Goal -
Please identify each line in the records below that contains the word "knit", and copy every such line.

** BEGIN **

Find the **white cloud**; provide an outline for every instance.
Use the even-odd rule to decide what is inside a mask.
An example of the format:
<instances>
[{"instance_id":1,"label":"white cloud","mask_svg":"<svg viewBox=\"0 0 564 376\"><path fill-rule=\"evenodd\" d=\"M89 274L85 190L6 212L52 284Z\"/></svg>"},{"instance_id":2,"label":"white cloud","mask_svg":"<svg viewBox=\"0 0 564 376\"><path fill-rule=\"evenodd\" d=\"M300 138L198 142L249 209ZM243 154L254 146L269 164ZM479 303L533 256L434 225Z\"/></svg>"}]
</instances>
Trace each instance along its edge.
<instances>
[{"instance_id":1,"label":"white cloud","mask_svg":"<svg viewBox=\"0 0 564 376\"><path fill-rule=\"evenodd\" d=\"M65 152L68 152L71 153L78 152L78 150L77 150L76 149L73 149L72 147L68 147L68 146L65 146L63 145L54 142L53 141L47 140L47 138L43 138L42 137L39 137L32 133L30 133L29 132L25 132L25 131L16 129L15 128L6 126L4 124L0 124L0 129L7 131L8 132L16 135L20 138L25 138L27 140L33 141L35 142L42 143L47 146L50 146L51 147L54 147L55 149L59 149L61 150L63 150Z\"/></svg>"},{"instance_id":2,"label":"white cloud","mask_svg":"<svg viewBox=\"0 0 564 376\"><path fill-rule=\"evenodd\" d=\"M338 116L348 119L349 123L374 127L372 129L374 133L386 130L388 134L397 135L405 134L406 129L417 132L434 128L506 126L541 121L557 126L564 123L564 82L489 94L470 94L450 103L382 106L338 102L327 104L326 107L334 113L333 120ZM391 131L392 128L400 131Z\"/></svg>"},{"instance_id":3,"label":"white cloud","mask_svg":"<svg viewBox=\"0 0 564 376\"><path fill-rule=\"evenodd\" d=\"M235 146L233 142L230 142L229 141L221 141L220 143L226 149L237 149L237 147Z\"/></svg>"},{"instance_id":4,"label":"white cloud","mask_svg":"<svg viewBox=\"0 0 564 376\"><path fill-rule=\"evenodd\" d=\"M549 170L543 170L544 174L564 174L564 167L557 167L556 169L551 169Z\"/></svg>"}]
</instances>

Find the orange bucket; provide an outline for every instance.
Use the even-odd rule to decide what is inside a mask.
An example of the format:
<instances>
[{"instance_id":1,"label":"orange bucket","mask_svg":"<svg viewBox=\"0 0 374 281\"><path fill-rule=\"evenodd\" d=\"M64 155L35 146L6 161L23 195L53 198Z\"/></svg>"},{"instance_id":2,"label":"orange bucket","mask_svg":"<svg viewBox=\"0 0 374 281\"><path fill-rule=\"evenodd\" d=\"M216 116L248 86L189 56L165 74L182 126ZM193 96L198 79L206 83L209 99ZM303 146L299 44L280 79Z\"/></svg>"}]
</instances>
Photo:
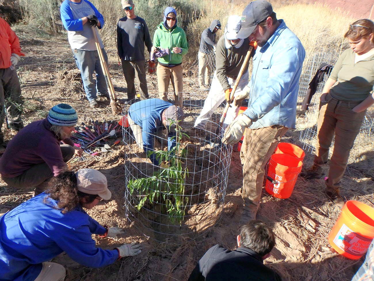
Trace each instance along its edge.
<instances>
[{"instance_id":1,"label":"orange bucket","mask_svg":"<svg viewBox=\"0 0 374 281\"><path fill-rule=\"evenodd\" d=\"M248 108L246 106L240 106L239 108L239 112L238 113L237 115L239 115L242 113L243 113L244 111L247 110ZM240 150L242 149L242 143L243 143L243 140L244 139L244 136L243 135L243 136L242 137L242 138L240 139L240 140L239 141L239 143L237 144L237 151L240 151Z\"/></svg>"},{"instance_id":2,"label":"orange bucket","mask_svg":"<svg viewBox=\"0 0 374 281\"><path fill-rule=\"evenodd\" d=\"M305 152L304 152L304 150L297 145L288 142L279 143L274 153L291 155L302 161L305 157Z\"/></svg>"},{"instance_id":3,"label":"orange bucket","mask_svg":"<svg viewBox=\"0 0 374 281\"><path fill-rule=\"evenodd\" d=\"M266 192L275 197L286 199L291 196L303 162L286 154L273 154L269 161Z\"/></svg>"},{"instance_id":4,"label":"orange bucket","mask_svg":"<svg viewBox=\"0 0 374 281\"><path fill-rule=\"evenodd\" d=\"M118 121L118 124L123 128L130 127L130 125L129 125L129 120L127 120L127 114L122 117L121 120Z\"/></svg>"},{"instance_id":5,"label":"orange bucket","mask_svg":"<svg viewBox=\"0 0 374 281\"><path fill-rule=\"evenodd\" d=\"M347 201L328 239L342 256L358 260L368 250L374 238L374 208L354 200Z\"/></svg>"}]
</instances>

** END **
** BEGIN **

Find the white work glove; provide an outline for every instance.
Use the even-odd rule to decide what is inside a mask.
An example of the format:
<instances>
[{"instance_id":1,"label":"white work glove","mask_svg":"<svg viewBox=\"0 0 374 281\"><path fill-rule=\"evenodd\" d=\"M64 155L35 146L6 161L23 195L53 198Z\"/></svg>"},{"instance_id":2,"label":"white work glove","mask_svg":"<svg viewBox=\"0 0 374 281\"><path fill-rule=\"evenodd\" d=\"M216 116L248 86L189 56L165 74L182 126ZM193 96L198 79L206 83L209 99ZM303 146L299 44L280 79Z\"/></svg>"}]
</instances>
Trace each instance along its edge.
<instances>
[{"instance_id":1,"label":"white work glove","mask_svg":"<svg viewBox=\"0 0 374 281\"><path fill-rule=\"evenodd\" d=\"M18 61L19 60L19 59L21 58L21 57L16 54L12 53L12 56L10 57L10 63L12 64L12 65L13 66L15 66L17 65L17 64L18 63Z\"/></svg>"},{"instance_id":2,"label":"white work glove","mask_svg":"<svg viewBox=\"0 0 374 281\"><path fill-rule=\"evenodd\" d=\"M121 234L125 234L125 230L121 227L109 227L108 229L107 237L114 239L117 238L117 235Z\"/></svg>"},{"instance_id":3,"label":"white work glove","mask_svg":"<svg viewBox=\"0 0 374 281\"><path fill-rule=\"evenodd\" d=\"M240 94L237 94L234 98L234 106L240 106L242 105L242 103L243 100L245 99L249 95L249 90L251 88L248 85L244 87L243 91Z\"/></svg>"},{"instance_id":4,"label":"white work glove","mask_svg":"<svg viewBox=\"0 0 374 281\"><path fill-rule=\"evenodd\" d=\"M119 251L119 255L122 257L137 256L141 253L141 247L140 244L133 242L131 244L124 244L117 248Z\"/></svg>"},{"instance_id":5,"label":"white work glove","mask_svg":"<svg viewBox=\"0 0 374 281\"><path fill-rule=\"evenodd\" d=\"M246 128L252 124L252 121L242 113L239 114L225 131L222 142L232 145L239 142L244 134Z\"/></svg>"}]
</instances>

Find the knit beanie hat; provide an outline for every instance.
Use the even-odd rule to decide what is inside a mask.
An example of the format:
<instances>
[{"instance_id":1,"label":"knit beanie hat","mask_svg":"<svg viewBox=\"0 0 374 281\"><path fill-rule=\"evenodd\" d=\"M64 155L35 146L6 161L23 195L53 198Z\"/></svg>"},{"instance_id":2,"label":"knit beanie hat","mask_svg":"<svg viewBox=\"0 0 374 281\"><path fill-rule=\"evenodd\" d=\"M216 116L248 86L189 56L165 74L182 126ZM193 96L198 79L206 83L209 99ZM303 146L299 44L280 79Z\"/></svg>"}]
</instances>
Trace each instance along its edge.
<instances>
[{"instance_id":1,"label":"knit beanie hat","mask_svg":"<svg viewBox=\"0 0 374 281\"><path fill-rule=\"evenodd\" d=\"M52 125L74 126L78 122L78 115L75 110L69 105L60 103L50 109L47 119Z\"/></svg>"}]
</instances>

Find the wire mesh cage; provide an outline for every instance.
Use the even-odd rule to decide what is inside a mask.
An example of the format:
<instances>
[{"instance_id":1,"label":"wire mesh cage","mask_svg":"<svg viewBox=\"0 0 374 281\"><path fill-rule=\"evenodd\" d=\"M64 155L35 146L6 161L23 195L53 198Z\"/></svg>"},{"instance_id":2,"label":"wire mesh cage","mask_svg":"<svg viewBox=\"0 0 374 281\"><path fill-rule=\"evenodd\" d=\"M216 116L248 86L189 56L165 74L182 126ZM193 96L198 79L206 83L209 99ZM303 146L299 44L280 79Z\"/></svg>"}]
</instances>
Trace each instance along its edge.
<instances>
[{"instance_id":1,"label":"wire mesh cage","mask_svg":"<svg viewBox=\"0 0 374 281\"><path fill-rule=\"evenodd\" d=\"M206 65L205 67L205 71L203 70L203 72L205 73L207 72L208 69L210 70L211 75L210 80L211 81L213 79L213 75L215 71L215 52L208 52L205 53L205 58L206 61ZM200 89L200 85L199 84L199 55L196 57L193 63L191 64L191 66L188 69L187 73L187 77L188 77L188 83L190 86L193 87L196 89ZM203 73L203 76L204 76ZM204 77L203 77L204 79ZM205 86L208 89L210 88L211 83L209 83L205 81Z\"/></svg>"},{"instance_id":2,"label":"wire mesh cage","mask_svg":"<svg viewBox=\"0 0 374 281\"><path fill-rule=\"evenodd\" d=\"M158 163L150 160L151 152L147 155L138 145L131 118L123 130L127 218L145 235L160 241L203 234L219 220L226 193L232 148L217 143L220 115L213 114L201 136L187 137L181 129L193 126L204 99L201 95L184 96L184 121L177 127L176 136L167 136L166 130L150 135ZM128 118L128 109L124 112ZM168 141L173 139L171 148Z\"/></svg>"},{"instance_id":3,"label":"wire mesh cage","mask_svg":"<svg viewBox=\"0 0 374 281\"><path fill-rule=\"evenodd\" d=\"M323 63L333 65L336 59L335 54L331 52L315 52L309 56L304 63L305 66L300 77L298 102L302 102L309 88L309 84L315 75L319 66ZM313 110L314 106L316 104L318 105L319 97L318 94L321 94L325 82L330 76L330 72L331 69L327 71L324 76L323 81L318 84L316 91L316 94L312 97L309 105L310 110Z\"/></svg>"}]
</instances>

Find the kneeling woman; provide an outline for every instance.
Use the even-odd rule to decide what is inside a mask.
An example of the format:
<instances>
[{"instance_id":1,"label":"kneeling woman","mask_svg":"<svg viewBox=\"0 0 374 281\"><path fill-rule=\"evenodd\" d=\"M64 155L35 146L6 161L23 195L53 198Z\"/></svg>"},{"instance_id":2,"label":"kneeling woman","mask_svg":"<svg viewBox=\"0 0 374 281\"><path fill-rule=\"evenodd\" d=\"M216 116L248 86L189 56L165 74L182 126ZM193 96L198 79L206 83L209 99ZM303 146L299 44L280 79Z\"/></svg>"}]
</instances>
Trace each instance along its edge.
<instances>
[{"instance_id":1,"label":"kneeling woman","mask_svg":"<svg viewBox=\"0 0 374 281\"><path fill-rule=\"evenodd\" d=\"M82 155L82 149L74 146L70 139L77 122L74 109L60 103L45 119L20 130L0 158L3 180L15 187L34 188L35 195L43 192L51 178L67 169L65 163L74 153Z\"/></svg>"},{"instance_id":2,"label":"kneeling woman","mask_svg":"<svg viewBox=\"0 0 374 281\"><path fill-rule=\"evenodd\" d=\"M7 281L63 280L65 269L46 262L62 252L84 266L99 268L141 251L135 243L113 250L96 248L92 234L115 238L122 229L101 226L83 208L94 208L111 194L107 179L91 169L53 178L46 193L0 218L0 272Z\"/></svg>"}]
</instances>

** END **

The result -
Find the knit beanie hat; provide an outline for every instance.
[{"instance_id":1,"label":"knit beanie hat","mask_svg":"<svg viewBox=\"0 0 374 281\"><path fill-rule=\"evenodd\" d=\"M64 155L35 146L6 161L23 195L53 198Z\"/></svg>"},{"instance_id":2,"label":"knit beanie hat","mask_svg":"<svg viewBox=\"0 0 374 281\"><path fill-rule=\"evenodd\" d=\"M216 116L248 86L189 56L165 74L182 126ZM193 96L198 79L206 83L209 99ZM303 146L299 44L280 79Z\"/></svg>"}]
[{"instance_id":1,"label":"knit beanie hat","mask_svg":"<svg viewBox=\"0 0 374 281\"><path fill-rule=\"evenodd\" d=\"M52 125L74 126L78 122L78 115L75 110L69 105L60 103L50 109L47 119Z\"/></svg>"}]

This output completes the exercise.